[EXERCISE DETAILS]
Revise the listing below by changing "sleeve" to "collar" wherever it occurs, leaving everything else the same.

##### INPUT #####

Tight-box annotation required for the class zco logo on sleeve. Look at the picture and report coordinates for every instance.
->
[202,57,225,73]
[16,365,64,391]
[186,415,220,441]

#####

[THE RESULT]
Tight-box annotation required for the class zco logo on collar. Look at the picture and report coordinates for every instance.
->
[202,57,225,73]
[16,365,64,391]
[186,415,220,441]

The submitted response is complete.